• WHAT TO DO: Number of lines below with the word "trunk": state it and write nothing more.
===== RECORDED DATA
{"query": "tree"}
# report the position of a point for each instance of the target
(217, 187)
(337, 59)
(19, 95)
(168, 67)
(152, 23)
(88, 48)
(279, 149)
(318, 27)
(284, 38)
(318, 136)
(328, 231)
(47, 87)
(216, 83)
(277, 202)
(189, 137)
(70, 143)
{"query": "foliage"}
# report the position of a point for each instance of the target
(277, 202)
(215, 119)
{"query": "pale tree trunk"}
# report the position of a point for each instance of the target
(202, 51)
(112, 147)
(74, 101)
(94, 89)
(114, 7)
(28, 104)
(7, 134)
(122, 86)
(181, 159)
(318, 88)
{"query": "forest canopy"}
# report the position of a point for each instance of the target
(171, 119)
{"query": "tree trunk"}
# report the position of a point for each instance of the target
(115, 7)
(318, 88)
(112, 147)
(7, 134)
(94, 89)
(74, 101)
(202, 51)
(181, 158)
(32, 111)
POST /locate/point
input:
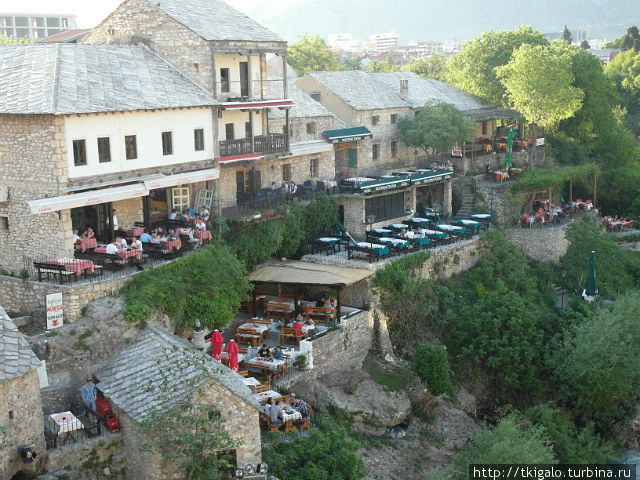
==========
• WRITTEN ANSWER: 2